Ne abbiamo parlato con Maurizio Agustoni, deputato e capogruppo PPD, che aveva sollevato una polemica in merito al manuale di educazione sessuale.

“I video? Si commentano da soli! Qualcuno può trovarli divertenti, altri esagerati, altri superficiali, altri eccessivi…. Dipende dalla sensibilità del singolo. Io li ho trovati banali, non particolarmente divertenti neppure, ma forse il senso dell’umorismo nostro è diverso da quello degli svizzeri tedeschi”.

Quindi ritiene che fosse solo a scopo umoristico? Forse volevano insegnare qualcosa…
“Dubito ci sia qualcosa da insegnare in questo ambito… (ride,n dr). Se qualcuno deve guardare una trasmissione, forse deve farsi vedere… ma da uno bravo come si suol dire (e ride ancora, ndr)”.

Bonatti dice che è un tema tabu e che è positivo parlarne, concorda?
“Non mi sembra un tema tabù. Dipende poi da quanto uno ne voglia parlare, se uno è ossessionato e ne parlerebbe tutto il tema è tabù, a mio avviso invece se ne può discutere liberamente”.

Kathya Bonatti ritiene che i genitori non parlino per vergogna, mentre gli insegnanti non sono preparati. Cosa ne pensa?
“Dipende da genitore a genitore e da figlio a figlio. Come per ogni cosa, ci sono genitori che sono disposti a affrontare certi temi e alcuni no, e se un giovane non riesce a trovare un dialogo con loro parlerà con qualcun altro, come succede per l’alcool, le sigarette, gli aspetti finanziari, gli amici, le cotte: non necessariamente se ne discute con mamma e papà, ci sono gli amici, altri parenti, basta che ciascuno abbia il suo ruolo e non vada oltre. Non penso sia compito di un docente dare consigli o indicazioni a un allievo che non sa come approcciarsi alla masturbazione, i docenti sono pagati per parlare altro. Poi c’è un manale di educazione sessuale, uno strumento a cui la dottoressa ha contribuito..”

DATI REGISTRATI:
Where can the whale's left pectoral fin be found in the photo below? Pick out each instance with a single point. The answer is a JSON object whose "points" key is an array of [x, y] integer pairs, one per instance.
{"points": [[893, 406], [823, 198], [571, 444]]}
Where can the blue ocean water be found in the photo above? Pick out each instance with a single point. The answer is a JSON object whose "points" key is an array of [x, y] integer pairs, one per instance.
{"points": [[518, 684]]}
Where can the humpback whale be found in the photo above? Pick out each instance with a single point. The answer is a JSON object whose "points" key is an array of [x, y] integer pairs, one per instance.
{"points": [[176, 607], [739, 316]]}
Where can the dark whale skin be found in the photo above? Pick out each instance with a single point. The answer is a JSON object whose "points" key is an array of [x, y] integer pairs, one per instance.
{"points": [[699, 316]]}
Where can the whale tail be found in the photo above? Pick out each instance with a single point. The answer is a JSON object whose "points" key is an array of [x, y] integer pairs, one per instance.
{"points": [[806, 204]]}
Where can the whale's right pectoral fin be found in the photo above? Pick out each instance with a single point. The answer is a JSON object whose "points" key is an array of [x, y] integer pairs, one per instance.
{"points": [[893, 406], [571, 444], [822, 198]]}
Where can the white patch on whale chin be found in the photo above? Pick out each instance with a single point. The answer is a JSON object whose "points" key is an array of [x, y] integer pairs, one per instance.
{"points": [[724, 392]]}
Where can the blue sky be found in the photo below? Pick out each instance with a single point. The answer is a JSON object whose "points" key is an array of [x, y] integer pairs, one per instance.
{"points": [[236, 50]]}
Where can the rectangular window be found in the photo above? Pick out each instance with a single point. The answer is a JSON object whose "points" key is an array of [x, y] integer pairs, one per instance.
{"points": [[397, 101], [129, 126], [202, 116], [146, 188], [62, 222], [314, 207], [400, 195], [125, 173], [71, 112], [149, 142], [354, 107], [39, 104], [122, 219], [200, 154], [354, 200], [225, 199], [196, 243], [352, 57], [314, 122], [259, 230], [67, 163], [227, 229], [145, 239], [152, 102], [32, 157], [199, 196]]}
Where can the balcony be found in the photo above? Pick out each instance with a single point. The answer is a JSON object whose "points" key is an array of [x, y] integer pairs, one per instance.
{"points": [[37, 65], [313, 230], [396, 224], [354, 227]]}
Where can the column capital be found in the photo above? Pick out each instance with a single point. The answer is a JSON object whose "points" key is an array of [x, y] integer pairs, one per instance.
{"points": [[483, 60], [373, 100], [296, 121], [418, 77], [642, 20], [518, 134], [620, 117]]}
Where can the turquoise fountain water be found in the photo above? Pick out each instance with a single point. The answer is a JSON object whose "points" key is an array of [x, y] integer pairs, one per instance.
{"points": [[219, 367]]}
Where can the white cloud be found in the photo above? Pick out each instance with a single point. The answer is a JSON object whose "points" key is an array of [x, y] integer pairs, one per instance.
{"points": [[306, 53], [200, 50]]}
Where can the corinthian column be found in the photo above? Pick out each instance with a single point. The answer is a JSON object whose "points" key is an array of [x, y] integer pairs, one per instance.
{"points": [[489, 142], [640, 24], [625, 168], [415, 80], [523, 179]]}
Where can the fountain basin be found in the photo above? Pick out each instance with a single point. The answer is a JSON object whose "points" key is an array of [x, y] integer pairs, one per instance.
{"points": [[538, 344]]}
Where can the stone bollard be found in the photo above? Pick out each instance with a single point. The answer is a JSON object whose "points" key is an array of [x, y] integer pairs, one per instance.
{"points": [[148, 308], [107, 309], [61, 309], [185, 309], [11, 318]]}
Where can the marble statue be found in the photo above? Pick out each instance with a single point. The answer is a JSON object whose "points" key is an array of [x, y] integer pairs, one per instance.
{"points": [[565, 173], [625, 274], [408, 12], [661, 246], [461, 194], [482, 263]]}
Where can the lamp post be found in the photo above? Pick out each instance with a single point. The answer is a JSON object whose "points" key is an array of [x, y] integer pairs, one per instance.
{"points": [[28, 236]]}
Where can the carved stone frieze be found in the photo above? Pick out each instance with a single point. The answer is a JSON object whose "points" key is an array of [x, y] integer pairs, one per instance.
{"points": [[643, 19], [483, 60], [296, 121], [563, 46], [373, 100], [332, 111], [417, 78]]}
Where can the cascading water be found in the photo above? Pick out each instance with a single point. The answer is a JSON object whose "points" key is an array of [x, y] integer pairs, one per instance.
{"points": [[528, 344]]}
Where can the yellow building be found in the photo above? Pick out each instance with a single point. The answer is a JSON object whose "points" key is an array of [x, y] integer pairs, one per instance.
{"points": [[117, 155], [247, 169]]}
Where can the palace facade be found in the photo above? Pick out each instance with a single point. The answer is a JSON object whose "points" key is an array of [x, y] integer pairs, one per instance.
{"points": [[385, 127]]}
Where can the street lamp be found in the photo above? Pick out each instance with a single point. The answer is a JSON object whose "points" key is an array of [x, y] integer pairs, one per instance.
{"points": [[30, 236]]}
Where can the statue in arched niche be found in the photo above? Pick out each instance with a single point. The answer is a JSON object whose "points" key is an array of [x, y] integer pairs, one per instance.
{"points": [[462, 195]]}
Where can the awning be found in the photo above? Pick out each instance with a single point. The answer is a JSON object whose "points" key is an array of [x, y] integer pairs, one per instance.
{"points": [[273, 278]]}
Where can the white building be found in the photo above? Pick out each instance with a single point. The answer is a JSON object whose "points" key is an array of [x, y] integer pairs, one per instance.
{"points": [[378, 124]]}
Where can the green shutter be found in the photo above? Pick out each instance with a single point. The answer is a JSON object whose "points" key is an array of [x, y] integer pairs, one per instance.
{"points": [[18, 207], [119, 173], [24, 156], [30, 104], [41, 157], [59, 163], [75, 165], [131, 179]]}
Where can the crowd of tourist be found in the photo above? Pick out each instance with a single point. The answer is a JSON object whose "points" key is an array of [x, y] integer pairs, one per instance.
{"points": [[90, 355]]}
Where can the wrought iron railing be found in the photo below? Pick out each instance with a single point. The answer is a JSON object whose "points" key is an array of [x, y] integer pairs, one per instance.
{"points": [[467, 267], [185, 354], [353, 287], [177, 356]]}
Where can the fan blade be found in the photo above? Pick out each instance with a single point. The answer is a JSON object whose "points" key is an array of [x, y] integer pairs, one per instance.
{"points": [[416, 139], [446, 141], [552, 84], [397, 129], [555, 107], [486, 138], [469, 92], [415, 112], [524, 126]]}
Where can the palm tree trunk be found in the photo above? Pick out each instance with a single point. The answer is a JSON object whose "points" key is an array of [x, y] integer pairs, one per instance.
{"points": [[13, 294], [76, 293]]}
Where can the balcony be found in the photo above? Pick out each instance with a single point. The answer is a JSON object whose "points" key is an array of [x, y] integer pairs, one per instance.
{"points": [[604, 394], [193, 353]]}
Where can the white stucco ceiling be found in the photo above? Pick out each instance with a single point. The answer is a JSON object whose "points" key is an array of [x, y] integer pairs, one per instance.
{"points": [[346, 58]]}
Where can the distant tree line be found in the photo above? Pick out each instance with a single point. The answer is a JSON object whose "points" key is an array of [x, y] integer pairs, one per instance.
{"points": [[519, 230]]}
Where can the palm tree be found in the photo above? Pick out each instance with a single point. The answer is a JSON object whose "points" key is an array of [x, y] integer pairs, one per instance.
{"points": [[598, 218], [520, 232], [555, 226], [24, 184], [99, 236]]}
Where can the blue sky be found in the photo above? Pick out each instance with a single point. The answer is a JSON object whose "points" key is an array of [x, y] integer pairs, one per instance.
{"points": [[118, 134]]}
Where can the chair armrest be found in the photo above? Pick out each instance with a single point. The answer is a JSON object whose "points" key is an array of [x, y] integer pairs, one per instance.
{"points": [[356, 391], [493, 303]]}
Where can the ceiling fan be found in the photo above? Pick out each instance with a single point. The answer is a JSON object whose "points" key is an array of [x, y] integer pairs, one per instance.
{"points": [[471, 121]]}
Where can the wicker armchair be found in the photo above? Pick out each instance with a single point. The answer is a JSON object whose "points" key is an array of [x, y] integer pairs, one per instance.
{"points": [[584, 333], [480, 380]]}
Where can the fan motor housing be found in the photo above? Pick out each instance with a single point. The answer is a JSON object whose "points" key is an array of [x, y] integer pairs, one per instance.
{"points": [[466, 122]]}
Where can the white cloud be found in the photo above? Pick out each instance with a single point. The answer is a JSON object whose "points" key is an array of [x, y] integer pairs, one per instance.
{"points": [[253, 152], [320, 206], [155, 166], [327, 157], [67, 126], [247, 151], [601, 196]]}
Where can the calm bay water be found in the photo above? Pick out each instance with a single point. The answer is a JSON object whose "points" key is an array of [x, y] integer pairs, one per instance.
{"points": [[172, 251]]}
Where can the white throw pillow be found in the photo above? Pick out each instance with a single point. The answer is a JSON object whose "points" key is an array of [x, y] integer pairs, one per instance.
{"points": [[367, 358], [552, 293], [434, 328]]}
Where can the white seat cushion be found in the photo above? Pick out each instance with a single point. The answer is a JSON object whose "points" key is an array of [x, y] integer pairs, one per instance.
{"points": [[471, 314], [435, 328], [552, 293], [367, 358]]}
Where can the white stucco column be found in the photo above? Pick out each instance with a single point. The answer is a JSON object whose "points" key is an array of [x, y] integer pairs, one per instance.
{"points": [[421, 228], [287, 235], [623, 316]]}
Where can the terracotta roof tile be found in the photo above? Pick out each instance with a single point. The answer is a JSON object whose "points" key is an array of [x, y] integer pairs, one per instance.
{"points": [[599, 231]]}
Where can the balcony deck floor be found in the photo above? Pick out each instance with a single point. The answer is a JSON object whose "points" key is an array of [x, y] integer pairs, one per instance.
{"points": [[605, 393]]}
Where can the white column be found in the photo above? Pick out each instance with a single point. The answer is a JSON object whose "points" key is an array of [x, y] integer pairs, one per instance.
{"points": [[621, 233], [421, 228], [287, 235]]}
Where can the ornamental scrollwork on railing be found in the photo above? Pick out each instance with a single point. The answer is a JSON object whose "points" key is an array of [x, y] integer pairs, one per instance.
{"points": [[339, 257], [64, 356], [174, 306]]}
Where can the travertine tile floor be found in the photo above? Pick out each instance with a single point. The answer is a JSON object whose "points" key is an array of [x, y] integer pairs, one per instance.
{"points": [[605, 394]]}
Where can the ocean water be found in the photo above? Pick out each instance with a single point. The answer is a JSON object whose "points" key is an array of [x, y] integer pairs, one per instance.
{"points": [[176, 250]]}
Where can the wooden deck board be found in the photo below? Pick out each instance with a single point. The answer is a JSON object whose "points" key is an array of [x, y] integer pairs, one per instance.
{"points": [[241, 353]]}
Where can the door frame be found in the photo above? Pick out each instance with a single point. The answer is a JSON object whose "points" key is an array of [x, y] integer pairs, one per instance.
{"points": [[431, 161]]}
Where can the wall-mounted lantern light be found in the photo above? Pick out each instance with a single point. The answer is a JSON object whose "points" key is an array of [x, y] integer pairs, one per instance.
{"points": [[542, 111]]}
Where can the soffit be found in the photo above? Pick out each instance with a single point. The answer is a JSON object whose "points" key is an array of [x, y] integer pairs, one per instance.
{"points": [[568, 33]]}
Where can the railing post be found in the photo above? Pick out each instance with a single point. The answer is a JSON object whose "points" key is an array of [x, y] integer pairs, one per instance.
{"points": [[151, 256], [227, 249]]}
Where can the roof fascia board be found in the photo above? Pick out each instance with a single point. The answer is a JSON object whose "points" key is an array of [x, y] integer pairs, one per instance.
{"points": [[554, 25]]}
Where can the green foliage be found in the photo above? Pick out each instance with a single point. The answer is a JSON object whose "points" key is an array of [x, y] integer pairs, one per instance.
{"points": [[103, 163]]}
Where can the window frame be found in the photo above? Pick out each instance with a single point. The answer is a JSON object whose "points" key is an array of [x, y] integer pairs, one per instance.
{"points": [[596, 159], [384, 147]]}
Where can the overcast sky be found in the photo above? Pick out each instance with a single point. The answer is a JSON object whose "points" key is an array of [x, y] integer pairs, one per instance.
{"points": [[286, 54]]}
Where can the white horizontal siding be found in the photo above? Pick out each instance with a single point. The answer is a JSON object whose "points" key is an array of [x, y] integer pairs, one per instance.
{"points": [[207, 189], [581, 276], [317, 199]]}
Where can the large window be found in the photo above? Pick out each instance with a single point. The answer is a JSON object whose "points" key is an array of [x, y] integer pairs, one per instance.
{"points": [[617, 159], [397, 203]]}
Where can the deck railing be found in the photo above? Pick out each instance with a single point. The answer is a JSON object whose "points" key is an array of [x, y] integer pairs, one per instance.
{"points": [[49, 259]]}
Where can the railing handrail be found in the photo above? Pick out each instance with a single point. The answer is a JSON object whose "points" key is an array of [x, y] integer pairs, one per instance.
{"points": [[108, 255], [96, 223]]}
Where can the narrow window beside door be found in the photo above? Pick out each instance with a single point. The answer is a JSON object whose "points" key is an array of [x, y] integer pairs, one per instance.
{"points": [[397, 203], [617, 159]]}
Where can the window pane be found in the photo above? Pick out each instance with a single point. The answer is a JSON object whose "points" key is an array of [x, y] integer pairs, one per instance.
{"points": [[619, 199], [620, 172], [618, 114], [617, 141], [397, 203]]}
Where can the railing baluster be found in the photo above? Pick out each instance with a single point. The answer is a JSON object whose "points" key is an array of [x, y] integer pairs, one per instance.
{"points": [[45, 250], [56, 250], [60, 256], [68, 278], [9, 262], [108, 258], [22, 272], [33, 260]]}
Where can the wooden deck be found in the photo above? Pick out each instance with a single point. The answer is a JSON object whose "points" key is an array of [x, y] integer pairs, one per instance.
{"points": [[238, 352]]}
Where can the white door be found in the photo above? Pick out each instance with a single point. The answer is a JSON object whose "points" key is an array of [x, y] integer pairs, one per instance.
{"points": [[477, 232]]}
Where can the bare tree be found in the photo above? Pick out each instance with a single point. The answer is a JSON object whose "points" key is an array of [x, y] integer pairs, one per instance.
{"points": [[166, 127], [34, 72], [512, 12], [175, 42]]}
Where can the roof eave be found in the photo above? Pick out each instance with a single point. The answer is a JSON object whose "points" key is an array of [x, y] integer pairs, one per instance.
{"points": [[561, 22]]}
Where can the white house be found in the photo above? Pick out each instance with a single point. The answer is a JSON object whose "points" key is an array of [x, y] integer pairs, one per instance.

CONSEGNE:
[a] Estrai dall'intervista a Maurizio Agustoni il passo che va da "Bonatti dice che" a "Cosa ne pensa?".
[b] Le affermazioni seguenti concordano con l'intervista a Maurizio Agustoni? Per ciascuna rispondi sì o no e cita le parole decisive. (i) Agustoni ha trovato i video particolarmente divertenti. (ii) Agustoni non ritiene che si tratti di un tema tabù. (iii) Secondo Agustoni spetta ai docenti dare consigli sulla masturbazione.
[c] Prosegui l'intervista a Maurizio Agustoni dal punto in cui si interrompe.

SOLUZIONI:
[a]
Bonatti dice che è un tema tabu e che è positivo parlarne, concorda?
“Non mi sembra un tema tabù. Dipende poi da quanto uno ne voglia parlare, se uno è ossessionato e ne parlerebbe tutto il tema è tabù, a mio avviso invece se ne può discutere liberamente”.

Kathya Bonatti ritiene che i genitori non parlino per vergogna, mentre gli insegnanti non sono preparati. Cosa ne pensa?

[b]
(i) No: "Io li ho trovati banali, non particolarmente divertenti neppure".
(ii) Sì: "Non mi sembra un tema tabù."
(iii) No: "Non penso sia compito di un docente dare consigli o indicazioni a un allievo che non sa come approcciarsi alla masturbazione".

[c]
Un manuale che a lei piaceva, se non ricordo male…
“Va fatta una grossa differenza tra una trasmissione televisiva o su Internet e un manuale per la scuola. Il video, con dei filtri adeguati, posso fare in modo che mio figlio non lo veda, invece il libro viene distribuito a tutti e diventa un elemento obbligatorio della scuola, i piani sono differenti. Continua a non piacermi? Alcuni aspetti problematici sono stati corretti, ad esempio l’approccio sull’aborto e la discussione sull’identità sessuale, che in una prima bozza era descritta come il frutto del condizionamento sociale, quasi che l’aspetto biologico fosse secondario. Restano alcuni punti che mi chiedo fino a che punto facciano parte del ruolo della scuola. L’educazione sessuale si è sempre fatta, fa parte della vita e dunque giusto che venga affrontata, con grande delicatezza e con grande rispetto della situazione personale dell’allievo. La maggior parte dei docenti sono persone di buon senso che non hanno voglia di creare polemiche coi genitori e dunque anche il manuale viene usato con testa”.

Se, come dice la sessuologa, si proponessero delle trasmissioni con esperti, sarebbe d’accordo?
“Non si può vietare da farli. La domanda, quella vera, per me è un’altra. Se una tv privata, un giornale, un quotidiano vuole fare degli approfondimento sul tema, nessuno gli può dire di non farlo, se non tracima nella pornografia. Ma questo genere di filmati fanno parte del servizio pubblico che deve essere fornito al cittadino da parte dello stato?”

Ci sarei arrivata. Come risponderebbe, dunque?
“Risponderei tendenzialmente di no, siamo una società libera, responsabile, con diverse opinioni sul tema. Lo stato non ha per compito insegnare cosa si può e cosa non si può fare, perché un servizio del genere non può mai essere oggettivo ma sarà sempre il prodotto di una valutazione morale. Quello che va promosso è la tutela dei minori, insegnare a riconoscere quando i comportamenti sono inappropriati, che si può dire di no, ai docenti di capire quando c’è un disagio da parte di un allievo. Televisivamente vedo una difficoltà, serve un rapporto mediato. L’educazione sessuale a scuola ha senso perché c’è un dialogo fra un adulto con una certa esperienza di vita, che riesce a mediare, con un allievo. Non so fino a quanto un ragazzino di 7 o 8 anni riesca a capire e a collocare certi filmati: non è servizio pubblico, può far divertire o arrabbiare ma senza una mediazione verso l’utente non fa parte di esso, non risponde a un’esigenza di servizio pubblico”.